Copy these lines verbatim, everything from the line containing "Prompted segmentation: segment" down to the line containing "positive clicks: (175, 582) (425, 436)", with both of those lines included.
*** Data in this exercise ***
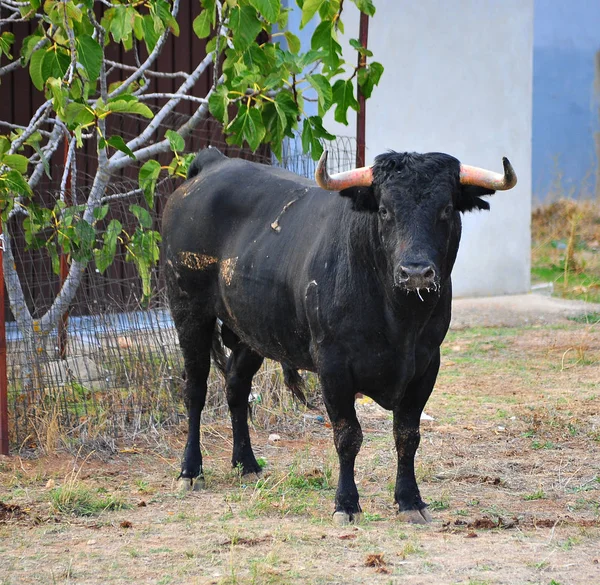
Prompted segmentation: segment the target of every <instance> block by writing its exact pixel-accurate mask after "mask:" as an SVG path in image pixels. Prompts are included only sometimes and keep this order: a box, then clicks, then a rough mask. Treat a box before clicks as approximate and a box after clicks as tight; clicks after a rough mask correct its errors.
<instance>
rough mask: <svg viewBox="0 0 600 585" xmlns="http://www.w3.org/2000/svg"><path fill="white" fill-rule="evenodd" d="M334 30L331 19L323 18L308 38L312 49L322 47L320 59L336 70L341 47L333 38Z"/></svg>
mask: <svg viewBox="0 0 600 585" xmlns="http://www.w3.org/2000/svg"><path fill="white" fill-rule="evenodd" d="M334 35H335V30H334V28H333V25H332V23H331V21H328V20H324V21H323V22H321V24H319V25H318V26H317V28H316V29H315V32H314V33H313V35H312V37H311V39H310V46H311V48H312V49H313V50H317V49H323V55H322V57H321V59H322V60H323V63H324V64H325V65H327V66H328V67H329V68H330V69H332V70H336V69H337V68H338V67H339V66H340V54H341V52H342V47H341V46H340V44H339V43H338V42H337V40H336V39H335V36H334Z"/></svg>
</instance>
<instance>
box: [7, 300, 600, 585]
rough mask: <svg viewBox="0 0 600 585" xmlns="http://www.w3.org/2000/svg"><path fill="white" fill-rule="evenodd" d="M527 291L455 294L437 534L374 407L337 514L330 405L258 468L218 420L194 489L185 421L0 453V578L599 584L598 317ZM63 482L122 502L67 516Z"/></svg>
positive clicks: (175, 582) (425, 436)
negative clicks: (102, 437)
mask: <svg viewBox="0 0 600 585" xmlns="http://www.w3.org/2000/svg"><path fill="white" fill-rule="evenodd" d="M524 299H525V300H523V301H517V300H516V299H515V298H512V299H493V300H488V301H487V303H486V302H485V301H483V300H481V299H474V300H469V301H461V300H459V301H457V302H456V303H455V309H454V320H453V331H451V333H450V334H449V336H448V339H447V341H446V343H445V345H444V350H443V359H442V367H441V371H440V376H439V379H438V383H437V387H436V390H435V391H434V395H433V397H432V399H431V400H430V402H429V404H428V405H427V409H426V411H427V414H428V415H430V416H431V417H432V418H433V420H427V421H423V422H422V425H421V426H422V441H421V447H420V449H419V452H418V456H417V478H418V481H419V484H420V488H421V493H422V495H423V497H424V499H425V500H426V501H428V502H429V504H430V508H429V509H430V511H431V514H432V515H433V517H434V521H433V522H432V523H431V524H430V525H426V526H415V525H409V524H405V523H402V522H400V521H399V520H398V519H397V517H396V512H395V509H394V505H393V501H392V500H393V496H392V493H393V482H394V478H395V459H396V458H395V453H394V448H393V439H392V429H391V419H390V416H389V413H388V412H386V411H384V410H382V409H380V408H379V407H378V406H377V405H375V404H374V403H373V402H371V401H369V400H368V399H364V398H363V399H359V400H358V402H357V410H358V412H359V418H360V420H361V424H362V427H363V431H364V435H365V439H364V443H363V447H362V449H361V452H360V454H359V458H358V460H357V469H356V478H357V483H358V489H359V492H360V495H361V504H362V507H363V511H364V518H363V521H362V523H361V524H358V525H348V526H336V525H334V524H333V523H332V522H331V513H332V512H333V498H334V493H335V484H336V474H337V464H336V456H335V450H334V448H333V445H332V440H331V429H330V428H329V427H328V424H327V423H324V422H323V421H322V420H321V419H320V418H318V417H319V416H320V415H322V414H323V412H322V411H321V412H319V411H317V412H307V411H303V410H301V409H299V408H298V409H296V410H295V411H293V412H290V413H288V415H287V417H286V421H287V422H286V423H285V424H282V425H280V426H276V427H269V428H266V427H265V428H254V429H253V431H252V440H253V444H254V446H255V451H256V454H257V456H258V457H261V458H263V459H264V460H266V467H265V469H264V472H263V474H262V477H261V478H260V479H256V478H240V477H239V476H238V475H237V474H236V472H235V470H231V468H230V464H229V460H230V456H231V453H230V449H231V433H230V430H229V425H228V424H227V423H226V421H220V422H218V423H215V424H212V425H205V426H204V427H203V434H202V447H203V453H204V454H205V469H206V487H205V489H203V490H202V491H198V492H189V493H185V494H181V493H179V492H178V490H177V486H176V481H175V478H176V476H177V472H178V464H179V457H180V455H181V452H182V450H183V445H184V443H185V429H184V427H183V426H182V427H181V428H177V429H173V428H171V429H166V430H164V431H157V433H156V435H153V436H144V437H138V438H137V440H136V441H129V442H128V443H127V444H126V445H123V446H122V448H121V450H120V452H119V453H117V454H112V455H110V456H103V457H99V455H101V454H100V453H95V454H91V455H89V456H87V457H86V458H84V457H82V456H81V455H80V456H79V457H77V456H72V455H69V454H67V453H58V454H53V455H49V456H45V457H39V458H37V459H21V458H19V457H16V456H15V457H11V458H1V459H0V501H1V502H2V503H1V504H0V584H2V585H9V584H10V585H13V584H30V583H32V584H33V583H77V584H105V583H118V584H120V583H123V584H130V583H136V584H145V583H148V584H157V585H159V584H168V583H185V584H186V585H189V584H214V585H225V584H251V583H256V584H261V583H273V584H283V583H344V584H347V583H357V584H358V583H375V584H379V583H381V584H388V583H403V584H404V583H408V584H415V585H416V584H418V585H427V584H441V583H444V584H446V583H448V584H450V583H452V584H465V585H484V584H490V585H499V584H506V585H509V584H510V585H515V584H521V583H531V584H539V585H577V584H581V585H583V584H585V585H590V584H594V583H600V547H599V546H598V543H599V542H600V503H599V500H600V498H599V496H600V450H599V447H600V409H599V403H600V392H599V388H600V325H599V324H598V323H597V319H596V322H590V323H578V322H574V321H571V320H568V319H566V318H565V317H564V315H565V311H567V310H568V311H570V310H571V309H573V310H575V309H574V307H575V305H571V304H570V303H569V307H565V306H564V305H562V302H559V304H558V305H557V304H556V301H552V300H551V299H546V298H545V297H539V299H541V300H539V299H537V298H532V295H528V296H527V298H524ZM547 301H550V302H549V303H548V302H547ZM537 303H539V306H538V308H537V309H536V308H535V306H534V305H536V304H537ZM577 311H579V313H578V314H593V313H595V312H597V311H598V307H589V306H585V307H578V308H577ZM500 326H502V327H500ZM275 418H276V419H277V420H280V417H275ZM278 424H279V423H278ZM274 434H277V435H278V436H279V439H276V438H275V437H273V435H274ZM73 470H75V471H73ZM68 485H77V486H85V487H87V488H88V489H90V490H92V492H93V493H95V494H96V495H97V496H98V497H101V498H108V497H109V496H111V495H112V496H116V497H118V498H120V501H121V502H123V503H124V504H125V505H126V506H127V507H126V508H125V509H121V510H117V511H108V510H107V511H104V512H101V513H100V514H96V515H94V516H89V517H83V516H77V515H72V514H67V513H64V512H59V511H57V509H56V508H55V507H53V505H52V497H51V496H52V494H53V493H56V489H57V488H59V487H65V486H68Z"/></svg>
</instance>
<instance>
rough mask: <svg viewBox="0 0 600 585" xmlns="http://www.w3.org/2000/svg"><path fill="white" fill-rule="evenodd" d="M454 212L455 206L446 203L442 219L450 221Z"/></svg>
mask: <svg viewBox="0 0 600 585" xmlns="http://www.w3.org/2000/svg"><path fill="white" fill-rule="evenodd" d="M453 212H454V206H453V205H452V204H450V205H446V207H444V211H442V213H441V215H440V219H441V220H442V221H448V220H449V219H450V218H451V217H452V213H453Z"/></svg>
*** End of Data in this exercise ***
*** Data in this exercise ***
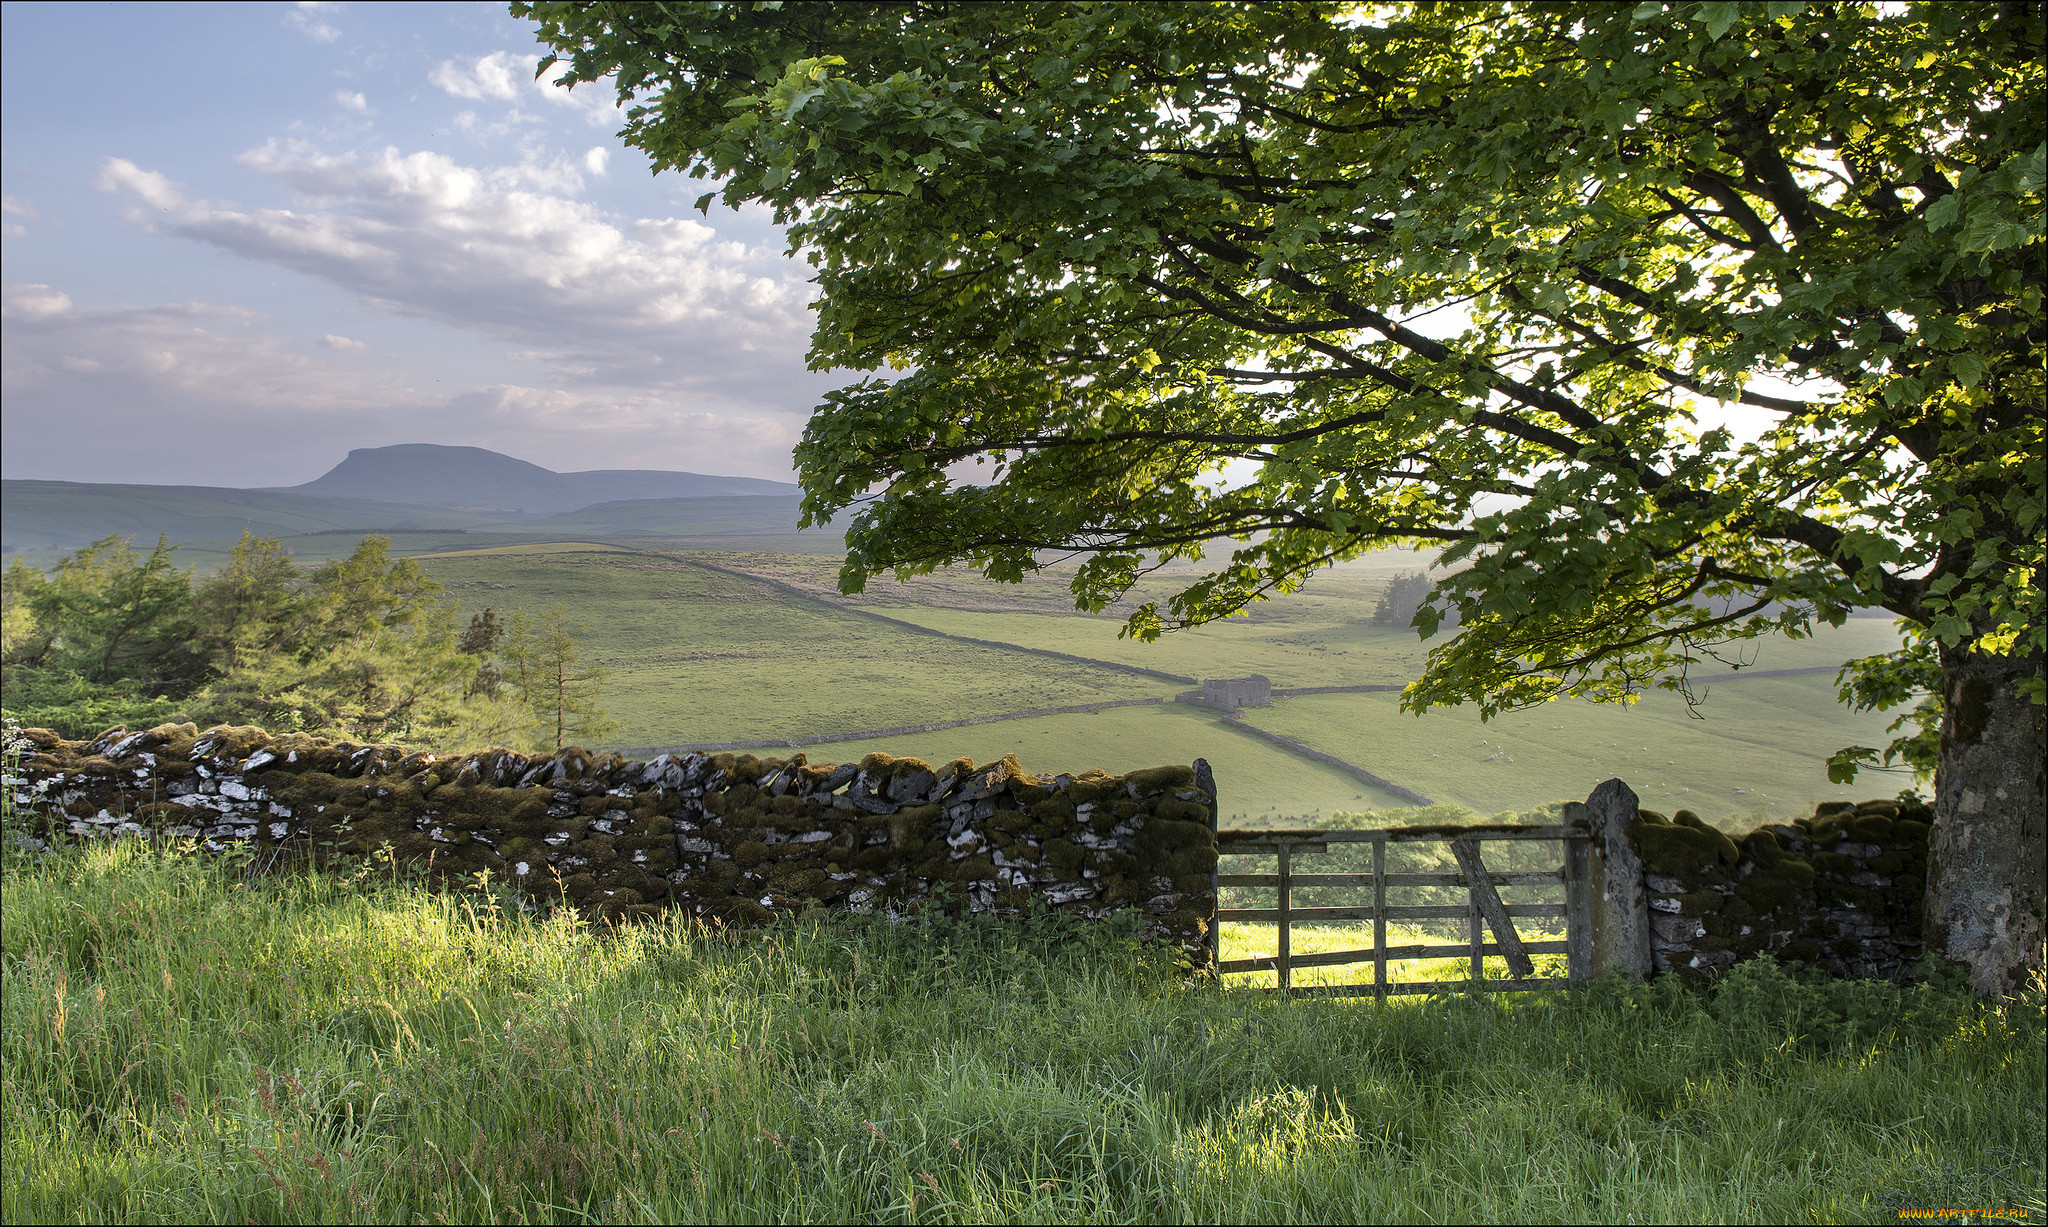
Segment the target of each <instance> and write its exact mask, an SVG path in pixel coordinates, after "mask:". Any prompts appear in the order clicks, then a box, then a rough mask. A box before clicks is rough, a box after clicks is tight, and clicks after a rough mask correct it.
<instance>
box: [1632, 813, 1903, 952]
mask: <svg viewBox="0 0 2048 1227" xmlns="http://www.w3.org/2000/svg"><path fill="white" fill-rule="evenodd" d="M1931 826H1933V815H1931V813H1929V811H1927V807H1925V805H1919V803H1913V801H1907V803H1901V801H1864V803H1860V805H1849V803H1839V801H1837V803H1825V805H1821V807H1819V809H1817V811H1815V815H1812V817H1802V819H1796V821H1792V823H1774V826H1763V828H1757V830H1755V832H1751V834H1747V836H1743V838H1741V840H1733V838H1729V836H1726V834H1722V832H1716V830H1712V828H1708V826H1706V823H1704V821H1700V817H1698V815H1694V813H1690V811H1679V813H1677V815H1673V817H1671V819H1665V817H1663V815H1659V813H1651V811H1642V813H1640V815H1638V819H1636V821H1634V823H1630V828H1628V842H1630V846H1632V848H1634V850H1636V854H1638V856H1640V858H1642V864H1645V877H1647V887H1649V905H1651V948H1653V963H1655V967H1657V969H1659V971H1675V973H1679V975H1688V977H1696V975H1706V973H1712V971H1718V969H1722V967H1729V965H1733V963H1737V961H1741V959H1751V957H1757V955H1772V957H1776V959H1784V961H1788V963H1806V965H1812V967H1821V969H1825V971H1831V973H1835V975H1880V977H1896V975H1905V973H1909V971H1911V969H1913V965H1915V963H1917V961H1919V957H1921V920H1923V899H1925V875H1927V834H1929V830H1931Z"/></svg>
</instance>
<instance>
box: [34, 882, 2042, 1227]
*** End of Data in this exercise ***
*** Data in this exercise ***
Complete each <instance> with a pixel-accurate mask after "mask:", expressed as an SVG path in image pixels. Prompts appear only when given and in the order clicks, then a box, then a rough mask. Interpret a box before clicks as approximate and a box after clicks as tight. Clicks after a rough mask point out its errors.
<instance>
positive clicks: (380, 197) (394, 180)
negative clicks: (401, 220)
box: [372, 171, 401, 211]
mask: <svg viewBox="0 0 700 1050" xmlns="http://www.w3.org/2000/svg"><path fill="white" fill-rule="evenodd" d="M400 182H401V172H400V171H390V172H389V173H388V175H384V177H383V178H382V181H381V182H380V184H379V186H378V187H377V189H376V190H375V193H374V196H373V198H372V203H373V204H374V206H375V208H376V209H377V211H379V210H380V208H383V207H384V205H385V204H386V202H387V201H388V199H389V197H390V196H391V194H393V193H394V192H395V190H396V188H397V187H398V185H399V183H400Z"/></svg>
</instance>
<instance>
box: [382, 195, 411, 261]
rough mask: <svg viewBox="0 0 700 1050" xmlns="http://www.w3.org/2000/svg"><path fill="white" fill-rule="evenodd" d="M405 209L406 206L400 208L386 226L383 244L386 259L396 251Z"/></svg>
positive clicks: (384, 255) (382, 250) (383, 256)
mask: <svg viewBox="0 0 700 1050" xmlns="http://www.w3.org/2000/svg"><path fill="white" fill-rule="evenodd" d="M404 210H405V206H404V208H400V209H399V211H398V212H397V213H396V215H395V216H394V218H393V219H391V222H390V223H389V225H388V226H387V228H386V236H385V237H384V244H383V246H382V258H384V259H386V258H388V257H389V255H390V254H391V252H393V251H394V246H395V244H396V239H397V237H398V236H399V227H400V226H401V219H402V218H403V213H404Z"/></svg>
*** End of Data in this exercise ***
**Your response**
Prompted segmentation: segment the target of every <instance> block by writing its exact pixel-accurate mask after "mask:" as an SVG path in image pixels. Prompts are included only sometimes and keep this order: a box, then clicks, then a rough mask. Treat a box before clicks as approximate and a box after clicks as tight; clicks after a rough mask correct its errors.
<instance>
rough mask: <svg viewBox="0 0 600 585" xmlns="http://www.w3.org/2000/svg"><path fill="white" fill-rule="evenodd" d="M334 30L331 19L323 18L308 38L312 49L322 47L320 59L336 70L341 47L333 38Z"/></svg>
mask: <svg viewBox="0 0 600 585" xmlns="http://www.w3.org/2000/svg"><path fill="white" fill-rule="evenodd" d="M334 35H335V30H334V28H333V25H332V23H331V21H328V20H324V21H323V22H321V24H319V25H318V26H317V28H316V29H315V32H314V33H313V35H312V37H311V39H310V46H311V48H312V49H313V50H317V49H323V55H322V57H321V59H322V60H323V63H324V64H325V65H327V66H328V67H329V68H330V69H332V70H336V69H337V68H338V67H339V66H340V54H341V52H342V47H341V46H340V44H339V43H338V42H337V40H336V39H335V36H334Z"/></svg>
</instance>
<instance>
box: [7, 300, 600, 585]
rough mask: <svg viewBox="0 0 600 585" xmlns="http://www.w3.org/2000/svg"><path fill="white" fill-rule="evenodd" d="M527 291L455 294L437 534L374 407L337 514L330 405L258 468L218 420L194 489L185 421L0 453V578L599 584L598 317ZM63 482L122 502L67 516Z"/></svg>
positive clicks: (175, 582) (425, 436)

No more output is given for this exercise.